- _JOB 1_: Summarize the book review in two sentences.

- _DOCUMENT PASSAGE_:
Tuesday 11 February 2014

Direct3D Rendering Cookbook By Justin Stenning

Packt Publishing have asked me to review another book, the Direct3d Rendering Cookbook

I didn’t know where to post this, my many blogs are either XNA (C#), DX11 C++ or Unity3D, or a combination of the three lol, anyway, decided as this is my most recent blog, to post it here, hope it’s not too off topic :P

7101OT_Direct3D Rendering Cookbook

One of the first things I noticed and liked as a .NET developer is that it’s for C# developers using SharpDX. I have never used SharpDX before, have played a little with SlimDX when I was helping out on the ST: Excalubur project (which you should check out, the guys are doing an amazing job with it, check out the Youtube channel too)

Chapter 1

The first chapter lays out the fundamental’s for getting up and running, like most books of this ilk as well as going into the graphics pipeline, and it’s pretty in depth I have to say. The chapter then covers creating your first project using the SharpDX library with great detail and a fair bit of depth.

- _JOB 2_: Could you render the records from their start through the line containing "[262,190,303,213]" as a Markdown table with the columns Row and Record Line, leaving out blank lines?

- _GIVEN ENTRIES_:

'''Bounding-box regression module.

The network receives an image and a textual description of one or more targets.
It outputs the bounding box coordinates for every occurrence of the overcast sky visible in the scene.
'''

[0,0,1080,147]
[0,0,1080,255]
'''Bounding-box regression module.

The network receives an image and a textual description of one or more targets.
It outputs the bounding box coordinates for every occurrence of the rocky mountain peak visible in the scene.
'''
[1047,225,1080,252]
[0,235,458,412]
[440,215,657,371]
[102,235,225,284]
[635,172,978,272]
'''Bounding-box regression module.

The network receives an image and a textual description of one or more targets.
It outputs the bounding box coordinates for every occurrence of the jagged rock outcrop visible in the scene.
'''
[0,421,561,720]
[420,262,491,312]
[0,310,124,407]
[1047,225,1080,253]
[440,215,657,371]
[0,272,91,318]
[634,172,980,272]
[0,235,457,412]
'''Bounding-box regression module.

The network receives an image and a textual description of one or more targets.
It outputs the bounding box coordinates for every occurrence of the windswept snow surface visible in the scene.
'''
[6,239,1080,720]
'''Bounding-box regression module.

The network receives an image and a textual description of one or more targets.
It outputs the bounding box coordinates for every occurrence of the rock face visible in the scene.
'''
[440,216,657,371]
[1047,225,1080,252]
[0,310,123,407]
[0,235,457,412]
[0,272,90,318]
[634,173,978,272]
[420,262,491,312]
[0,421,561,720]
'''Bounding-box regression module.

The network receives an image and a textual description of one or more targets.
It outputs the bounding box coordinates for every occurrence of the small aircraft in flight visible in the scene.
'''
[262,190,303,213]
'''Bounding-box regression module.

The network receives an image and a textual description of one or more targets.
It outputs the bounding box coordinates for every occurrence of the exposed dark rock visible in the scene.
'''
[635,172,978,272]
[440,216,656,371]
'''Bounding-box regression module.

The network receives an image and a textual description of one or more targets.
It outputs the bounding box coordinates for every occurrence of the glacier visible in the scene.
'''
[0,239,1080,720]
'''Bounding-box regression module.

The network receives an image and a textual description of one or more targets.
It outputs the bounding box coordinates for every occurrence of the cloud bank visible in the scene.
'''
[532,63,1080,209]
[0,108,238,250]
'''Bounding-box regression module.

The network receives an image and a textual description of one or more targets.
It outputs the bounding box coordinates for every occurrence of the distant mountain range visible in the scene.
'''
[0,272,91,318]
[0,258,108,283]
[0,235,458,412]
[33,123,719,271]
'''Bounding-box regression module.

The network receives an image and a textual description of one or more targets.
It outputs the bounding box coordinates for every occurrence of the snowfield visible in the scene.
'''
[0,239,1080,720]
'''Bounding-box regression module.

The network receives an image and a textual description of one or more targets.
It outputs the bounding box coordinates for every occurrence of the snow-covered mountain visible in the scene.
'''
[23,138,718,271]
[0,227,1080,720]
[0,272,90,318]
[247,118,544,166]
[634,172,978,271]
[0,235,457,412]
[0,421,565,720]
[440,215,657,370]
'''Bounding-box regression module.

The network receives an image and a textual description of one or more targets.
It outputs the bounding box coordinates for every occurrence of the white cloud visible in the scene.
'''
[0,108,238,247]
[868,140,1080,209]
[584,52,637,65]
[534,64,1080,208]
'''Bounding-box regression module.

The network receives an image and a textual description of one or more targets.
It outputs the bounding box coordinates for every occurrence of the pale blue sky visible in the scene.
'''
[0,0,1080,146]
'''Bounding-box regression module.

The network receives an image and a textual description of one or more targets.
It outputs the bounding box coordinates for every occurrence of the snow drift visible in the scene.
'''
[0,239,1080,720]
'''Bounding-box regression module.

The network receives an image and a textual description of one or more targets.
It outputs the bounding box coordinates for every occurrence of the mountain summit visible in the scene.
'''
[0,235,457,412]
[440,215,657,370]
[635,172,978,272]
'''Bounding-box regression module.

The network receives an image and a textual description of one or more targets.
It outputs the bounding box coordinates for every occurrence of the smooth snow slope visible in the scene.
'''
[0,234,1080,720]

- _CORRECT RESULT 1_: Packt Publishing asked the writer to review the Direct3D Rendering Cookbook by Justin Stenning, which the writer, a .NET developer, liked for being aimed at C# developers using SharpDX. Its first chapter covers the fundamentals of getting up and running, goes into the graphics pipeline in depth, and details creating a first project with the SharpDX library.

- _CORRECT RESULT 2_:
| Row | Record Line |
|---|---|
| 1 | '''Bounding-box regression module. |
| 2 | The network receives an image and a textual description of one or more targets. |
| 3 | It outputs the bounding box coordinates for every occurrence of the overcast sky visible in the scene. |
| 4 | ''' |
| 5 | [0,0,1080,147] |
| 6 | [0,0,1080,255] |
| 7 | '''Bounding-box regression module. |
| 8 | The network receives an image and a textual description of one or more targets. |
| 9 | It outputs the bounding box coordinates for every occurrence of the rocky mountain peak visible in the scene. |
| 10 | ''' |
| 11 | [1047,225,1080,252] |
| 12 | [0,235,458,412] |
| 13 | [440,215,657,371] |
| 14 | [102,235,225,284] |
| 15 | [635,172,978,272] |
| 16 | '''Bounding-box regression module. |
| 17 | The network receives an image and a textual description of one or more targets. |
| 18 | It outputs the bounding box coordinates for every occurrence of the jagged rock outcrop visible in the scene. |
| 19 | ''' |
| 20 | [0,421,561,720] |
| 21 | [420,262,491,312] |
| 22 | [0,310,124,407] |
| 23 | [1047,225,1080,253] |
| 24 | [440,215,657,371] |
| 25 | [0,272,91,318] |
| 26 | [634,172,980,272] |
| 27 | [0,235,457,412] |
| 28 | '''Bounding-box regression module. |
| 29 | The network receives an image and a textual description of one or more targets. |
| 30 | It outputs the bounding box coordinates for every occurrence of the windswept snow surface visible in the scene. |
| 31 | ''' |
| 32 | [6,239,1080,720] |
| 33 | '''Bounding-box regression module. |
| 34 | The network receives an image and a textual description of one or more targets. |
| 35 | It outputs the bounding box coordinates for every occurrence of the rock face visible in the scene. |
| 36 | ''' |
| 37 | [440,216,657,371] |
| 38 | [1047,225,1080,252] |
| 39 | [0,310,123,407] |
| 40 | [0,235,457,412] |
| 41 | [0,272,90,318] |
| 42 | [634,173,978,272] |
| 43 | [420,262,491,312] |
| 44 | [0,421,561,720] |
| 45 | '''Bounding-box regression module. |
| 46 | The network receives an image and a textual description of one or more targets. |
| 47 | It outputs the bounding box coordinates for every occurrence of the small aircraft in flight visible in the scene. |
| 48 | ''' |
| 49 | [262,190,303,213] |